◆ Instructions for the task
Please answer these questions from the alternator pulley discussion below, one per line:
1. In the worked example, what alternator RPM comes from 1000 engine RPM?
2. At what amperage is the alternator sold?
3. With a 7 inch crank pulley and a 2 1/2 inch alternator pulley, about how many times faster than the engine does the alternator spin?

◆ Selected extract

If you measure your crank pulley diameter and alternator pulley diameter.
Then take the engine RPM x crank pulley dia / alternator pulley dia

Just numbers
1000(engine RPM) x 6.5 / 2.5 = 2600( alternator RPM)

Cool this should work out for what I need then. It's sold as a 35 amp alternator but should produce about 75 amps at cruising rpms, if i am interpreting the graph correctly
 
Since the speed of the alternator would be dependent on the size of the crank pulley, and they don’t know that when testing an alternator by itself, I would assume that the rpm is the speed of the alternator.

The alternator is making some current anytime it is rotating, the graph is just the range it was tested in.

If you want to know how much current it is making at engine speed, you can figure it out as follows.

If you have a 2 1/2 inch alternator pulley and a 7 inch crank pulley (like mine), the alternator would be spinning 7/2.5 = 2.8 ( the ratio of the pulleys) so the alternator spins about 2.8 times faster than the engine. So if you divided the rpm numbers on the chart by about 3, you would be close. You can measure your pulleys and get an exact answer for your engine.
 
Since the speed of the alternator would be dependent on the size of the crank pulley, and they don’t know that when testing an alternator by itself, I would assume that the rpm is the speed of the alternator.

The alternator is making some current anytime it is rotating, the graph is just the range it was tested in.

If you want to know how much current it is making at engine speed, you can figure it out as follows.

If you have a 2 1/2 inch alternator pulley and a 7 inch crank pulley (like mine), the alternator would be spinning 7/2.5 = 2.8 ( the ratio of the pulleys) so the alternator spins about 2.8 times faster than the engine. So if you divided the rpm numbers on the chart by about 3, you would be close. You can measure your pulleys and get an exact answer for your engine.

◆ Stored data

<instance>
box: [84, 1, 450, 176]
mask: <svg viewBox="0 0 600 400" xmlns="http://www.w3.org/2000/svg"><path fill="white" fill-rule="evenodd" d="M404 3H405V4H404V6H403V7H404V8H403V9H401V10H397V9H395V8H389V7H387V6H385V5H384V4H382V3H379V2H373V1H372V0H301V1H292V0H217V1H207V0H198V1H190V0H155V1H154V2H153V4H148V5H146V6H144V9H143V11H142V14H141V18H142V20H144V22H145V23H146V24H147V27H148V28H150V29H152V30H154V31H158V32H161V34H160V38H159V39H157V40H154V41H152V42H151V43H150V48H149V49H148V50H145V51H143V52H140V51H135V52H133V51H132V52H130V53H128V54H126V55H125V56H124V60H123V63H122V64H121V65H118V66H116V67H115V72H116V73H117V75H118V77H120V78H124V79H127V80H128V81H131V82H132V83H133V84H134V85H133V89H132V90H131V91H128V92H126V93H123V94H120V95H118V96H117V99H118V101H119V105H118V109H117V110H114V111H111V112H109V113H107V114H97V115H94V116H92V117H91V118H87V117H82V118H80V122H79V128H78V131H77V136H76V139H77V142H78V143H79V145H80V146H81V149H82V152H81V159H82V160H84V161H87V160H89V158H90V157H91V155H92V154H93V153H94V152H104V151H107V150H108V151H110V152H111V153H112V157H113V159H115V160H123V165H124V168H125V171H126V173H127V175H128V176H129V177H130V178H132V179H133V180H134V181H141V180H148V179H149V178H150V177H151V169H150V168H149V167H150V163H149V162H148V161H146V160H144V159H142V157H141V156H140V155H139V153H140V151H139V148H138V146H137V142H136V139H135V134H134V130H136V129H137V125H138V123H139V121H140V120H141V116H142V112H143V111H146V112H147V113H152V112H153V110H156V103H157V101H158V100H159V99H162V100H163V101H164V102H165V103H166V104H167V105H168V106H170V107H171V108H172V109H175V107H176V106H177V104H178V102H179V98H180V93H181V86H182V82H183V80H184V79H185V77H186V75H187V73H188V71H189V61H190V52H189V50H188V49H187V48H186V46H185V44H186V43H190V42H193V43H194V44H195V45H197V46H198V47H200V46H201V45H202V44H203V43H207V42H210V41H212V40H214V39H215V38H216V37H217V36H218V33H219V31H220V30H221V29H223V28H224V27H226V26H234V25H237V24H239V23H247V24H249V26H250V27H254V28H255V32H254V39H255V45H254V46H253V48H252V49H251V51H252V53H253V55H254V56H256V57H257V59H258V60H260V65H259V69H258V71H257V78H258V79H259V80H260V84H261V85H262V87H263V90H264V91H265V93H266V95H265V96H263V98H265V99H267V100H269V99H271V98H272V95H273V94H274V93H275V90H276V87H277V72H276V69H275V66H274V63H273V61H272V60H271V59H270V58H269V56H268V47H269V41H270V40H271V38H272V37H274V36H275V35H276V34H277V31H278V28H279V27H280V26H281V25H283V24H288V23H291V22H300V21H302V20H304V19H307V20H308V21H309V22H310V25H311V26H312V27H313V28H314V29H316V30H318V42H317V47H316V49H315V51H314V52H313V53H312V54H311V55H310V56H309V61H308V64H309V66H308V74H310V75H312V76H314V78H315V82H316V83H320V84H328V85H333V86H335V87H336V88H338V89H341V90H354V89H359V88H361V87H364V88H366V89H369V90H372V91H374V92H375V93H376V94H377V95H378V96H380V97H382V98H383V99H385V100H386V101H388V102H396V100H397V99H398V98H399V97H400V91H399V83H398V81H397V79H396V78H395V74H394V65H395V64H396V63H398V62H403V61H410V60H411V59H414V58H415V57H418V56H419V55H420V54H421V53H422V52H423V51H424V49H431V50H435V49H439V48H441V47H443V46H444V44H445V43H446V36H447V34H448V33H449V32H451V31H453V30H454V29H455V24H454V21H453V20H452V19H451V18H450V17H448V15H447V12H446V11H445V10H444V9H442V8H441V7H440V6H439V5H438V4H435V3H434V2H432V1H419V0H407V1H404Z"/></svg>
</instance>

◆ Response to the task
1. 2600
2. 35 amps
3. About 2.8 times